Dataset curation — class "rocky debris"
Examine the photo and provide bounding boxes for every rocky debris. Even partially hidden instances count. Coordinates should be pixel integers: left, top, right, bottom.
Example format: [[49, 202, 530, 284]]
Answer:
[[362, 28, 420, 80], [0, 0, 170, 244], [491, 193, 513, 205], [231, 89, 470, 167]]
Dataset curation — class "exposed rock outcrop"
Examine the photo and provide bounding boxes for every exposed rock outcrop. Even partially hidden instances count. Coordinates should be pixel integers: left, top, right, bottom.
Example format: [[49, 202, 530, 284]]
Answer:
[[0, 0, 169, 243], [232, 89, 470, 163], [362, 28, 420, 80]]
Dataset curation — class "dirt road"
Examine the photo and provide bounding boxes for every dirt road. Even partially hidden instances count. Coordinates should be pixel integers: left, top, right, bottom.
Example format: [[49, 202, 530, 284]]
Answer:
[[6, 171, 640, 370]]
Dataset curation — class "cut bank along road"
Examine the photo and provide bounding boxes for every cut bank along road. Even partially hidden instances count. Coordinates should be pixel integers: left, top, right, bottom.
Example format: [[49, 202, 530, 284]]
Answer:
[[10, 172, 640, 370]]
============================================================
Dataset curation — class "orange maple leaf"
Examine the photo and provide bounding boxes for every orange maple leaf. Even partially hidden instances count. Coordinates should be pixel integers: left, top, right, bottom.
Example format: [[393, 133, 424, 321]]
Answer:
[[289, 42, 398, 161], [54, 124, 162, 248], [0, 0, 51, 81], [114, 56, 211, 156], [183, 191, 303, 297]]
============================================================
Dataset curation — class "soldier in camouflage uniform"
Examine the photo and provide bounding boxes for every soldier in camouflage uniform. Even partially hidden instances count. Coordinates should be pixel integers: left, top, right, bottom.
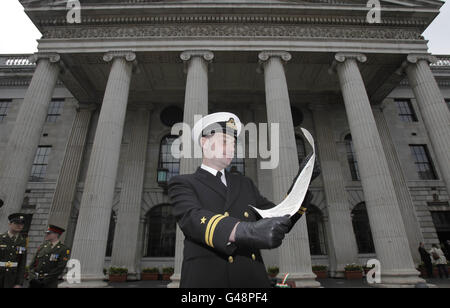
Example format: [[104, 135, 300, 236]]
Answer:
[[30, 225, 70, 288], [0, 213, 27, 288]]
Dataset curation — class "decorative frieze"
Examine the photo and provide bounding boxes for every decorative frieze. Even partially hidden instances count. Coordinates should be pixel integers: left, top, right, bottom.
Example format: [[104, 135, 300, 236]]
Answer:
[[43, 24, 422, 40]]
============================================================
**SHORT PROBLEM**
Copy every line in the items above that contains the word "soldier", matching case exactly.

**RESPONSE**
Dataset curation — class "soldier in camouflage uniform"
Examine the photo and provide bounding boxes for every soldier in camouflage uniform. Even partially hidden instances count. Coordinates should be pixel integers: left, top, right, bottom.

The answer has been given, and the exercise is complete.